Reproduce the data below verbatim, keeping every line in its original order.

[Entries for pointing and labeling]
— START —

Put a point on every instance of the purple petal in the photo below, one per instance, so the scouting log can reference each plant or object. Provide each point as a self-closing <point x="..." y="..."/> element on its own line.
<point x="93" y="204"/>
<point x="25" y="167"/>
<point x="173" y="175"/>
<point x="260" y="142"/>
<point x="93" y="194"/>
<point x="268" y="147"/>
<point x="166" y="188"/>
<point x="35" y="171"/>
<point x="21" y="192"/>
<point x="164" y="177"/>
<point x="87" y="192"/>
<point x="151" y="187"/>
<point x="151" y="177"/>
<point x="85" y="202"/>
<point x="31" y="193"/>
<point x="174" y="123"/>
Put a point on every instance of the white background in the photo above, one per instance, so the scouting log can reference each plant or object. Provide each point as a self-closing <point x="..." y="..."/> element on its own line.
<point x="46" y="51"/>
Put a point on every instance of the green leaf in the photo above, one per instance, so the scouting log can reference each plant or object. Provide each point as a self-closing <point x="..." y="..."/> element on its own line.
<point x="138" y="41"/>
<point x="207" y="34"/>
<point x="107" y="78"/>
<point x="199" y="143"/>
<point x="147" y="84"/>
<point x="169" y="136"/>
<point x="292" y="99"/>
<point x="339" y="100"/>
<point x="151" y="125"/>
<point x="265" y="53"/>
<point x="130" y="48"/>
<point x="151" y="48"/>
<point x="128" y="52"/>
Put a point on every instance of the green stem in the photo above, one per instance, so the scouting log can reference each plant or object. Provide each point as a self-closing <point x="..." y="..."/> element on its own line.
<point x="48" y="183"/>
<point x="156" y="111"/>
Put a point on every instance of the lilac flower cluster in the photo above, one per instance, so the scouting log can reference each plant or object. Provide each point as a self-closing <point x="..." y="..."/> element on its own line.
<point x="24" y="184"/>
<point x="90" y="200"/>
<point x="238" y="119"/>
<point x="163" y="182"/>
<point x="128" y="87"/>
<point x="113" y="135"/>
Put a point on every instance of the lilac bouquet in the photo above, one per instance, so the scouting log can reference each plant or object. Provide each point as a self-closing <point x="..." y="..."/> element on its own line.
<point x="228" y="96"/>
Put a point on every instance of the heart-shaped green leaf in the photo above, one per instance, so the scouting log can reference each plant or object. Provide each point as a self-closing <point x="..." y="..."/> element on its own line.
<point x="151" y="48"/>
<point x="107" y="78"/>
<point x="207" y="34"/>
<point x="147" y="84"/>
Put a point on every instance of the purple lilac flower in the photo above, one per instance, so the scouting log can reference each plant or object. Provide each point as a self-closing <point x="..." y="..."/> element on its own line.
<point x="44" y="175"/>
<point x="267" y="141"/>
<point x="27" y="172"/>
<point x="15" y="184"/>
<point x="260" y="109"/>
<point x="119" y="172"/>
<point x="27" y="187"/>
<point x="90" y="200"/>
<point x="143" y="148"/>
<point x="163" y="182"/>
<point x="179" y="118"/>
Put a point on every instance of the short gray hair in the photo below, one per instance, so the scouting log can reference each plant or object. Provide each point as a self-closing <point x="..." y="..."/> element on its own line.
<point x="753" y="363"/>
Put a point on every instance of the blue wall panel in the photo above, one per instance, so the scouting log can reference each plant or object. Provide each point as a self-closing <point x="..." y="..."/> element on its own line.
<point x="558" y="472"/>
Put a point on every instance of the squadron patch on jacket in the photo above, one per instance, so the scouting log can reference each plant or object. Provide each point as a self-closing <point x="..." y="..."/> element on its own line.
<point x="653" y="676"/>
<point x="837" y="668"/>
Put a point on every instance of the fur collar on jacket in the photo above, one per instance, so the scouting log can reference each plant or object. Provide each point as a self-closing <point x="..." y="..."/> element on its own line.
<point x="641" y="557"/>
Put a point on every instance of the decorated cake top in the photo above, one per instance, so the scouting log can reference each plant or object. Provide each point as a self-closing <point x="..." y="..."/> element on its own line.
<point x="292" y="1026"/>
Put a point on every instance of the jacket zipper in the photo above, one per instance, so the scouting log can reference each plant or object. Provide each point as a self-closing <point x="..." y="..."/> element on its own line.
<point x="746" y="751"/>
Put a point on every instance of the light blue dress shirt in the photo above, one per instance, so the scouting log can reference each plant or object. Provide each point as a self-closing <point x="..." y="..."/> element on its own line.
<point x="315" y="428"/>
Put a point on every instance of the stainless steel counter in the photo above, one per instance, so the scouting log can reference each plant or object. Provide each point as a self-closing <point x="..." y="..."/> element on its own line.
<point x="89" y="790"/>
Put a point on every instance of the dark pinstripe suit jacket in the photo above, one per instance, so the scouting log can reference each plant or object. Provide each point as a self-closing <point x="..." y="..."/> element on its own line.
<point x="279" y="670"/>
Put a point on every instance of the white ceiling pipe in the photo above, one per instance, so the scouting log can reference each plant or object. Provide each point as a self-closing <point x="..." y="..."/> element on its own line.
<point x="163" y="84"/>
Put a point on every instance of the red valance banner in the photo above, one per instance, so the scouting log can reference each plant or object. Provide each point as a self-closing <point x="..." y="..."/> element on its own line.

— END —

== Solution to the exercise ==
Put a point on every instance of the purple petal in the photo below, one per instance, so the scouting log can reference each plant or object. Provide each point as a self-closing <point x="..." y="..."/> element on its own line.
<point x="93" y="204"/>
<point x="25" y="167"/>
<point x="173" y="175"/>
<point x="260" y="142"/>
<point x="93" y="194"/>
<point x="268" y="147"/>
<point x="166" y="188"/>
<point x="35" y="171"/>
<point x="21" y="192"/>
<point x="164" y="177"/>
<point x="87" y="192"/>
<point x="151" y="187"/>
<point x="151" y="177"/>
<point x="85" y="202"/>
<point x="31" y="193"/>
<point x="174" y="123"/>
Put a point on every instance of the white background in the photo above, one per instance, so the scouting log can reference each plant or object. Provide each point as a self-closing <point x="..." y="..."/> element on its own line.
<point x="46" y="51"/>
Put a point on every instance of the green leaf in the photo above, one per instance, so the scouting log can reference each plant or object. Provide each point as a self-closing <point x="..." y="..."/> element on its own line.
<point x="138" y="41"/>
<point x="207" y="34"/>
<point x="107" y="78"/>
<point x="199" y="143"/>
<point x="147" y="84"/>
<point x="169" y="136"/>
<point x="292" y="99"/>
<point x="339" y="100"/>
<point x="151" y="125"/>
<point x="265" y="53"/>
<point x="130" y="48"/>
<point x="151" y="48"/>
<point x="128" y="52"/>
Put a point on every instance of the green stem in the photo above, one per instance, so the scouting log can reference each plant or object. Provide each point as a self-closing <point x="..." y="..."/> element on its own line.
<point x="48" y="183"/>
<point x="156" y="111"/>
Put a point on every instance of the lilac flower cluster in the photo above, one per instance, so the scouting log can reference each plant or object. Provide each point as a self-closing <point x="..." y="..."/> element on its own line.
<point x="24" y="184"/>
<point x="90" y="200"/>
<point x="238" y="119"/>
<point x="163" y="182"/>
<point x="128" y="87"/>
<point x="113" y="135"/>
Put a point on every instance of the lilac bouquet in the photo above, one per instance, so the scouting log can reference each plant or object. Provide each point as a self-closing <point x="..." y="..."/> element on its own line.
<point x="228" y="96"/>
Put a point on every instance of the heart-shaped green leaf in the photo above, one per instance, so the scouting log can reference each plant or object. Provide each point as a self-closing <point x="..." y="..."/> element on its own line.
<point x="151" y="48"/>
<point x="107" y="78"/>
<point x="207" y="34"/>
<point x="147" y="84"/>
Put a point on every instance of the purple lilac flower in the photo above, one per instance, so the scouting log can reference each plant or object. Provide each point as a self-closing <point x="..." y="..."/> element on its own line.
<point x="44" y="175"/>
<point x="267" y="141"/>
<point x="27" y="172"/>
<point x="15" y="184"/>
<point x="260" y="109"/>
<point x="119" y="172"/>
<point x="27" y="187"/>
<point x="90" y="200"/>
<point x="143" y="148"/>
<point x="163" y="182"/>
<point x="179" y="118"/>
Put a point on every instance of the short gray hair in the photo below, one per instance, so the scouting log can reference each plant or object. Provide each point as a self-closing <point x="..." y="..."/> element on its own line.
<point x="753" y="363"/>
Put a point on every instance of the blue wall panel in the photo above, one per instance, so the scouting log can reference each plant or object. Provide each point as a self-closing <point x="..." y="..."/> element on its own line.
<point x="558" y="472"/>
Put a point on every instance of the squadron patch on jacket in the photo above, one per instance, so the scouting log can reference each plant or object. Provide each point as a self-closing <point x="..." y="..."/> element on its own line.
<point x="653" y="676"/>
<point x="837" y="668"/>
Put a point on every instance of the fur collar on jacket in the photo above, one per instance, so the scouting log can reference each plant or object. Provide each point as a self-closing <point x="..." y="..."/> element on its own line.
<point x="641" y="557"/>
Put a point on every instance of the decorated cake top in the photo above, one per instance, so the scouting log can reference each plant or object. Provide each point as a self-closing <point x="..." y="..."/> element on its own line.
<point x="292" y="1026"/>
Put a point on every instance of the jacket zipper in the photo above, one per instance, so the scouting log can reference each plant or object. Provide each point as a self-closing <point x="..." y="..."/> element on its own line.
<point x="746" y="751"/>
Put a point on every instance of the light blue dress shirt in the photo above, one per instance, so the scouting log can reference each plant or object. Provide each point as a self-closing <point x="..." y="..."/> element on its own line.
<point x="315" y="428"/>
Put a point on every instance of the stainless steel counter in the photo above, one per instance, so the scouting log can reference each plant or object. Provide each point as a self-closing <point x="..." y="..."/> element on its own line.
<point x="89" y="790"/>
Put a point on every instance of the dark pinstripe suit jacket in the photo above, one per instance, so the scouting log can reference each plant or object. Provide each point as a self-closing <point x="..." y="..."/> element on its own line.
<point x="279" y="670"/>
Put a point on every instance of the white ceiling pipe in the photo above, one per instance, so the scouting log can reference each plant or object. Provide each point as a self-closing <point x="..." y="..."/> element on its own line.
<point x="163" y="84"/>
Put a point on every instance of the red valance banner in the photo above, one per instance, so the scouting log can reference each plant or object. Provide each point as a self-closing <point x="..." y="..."/> element on its own line.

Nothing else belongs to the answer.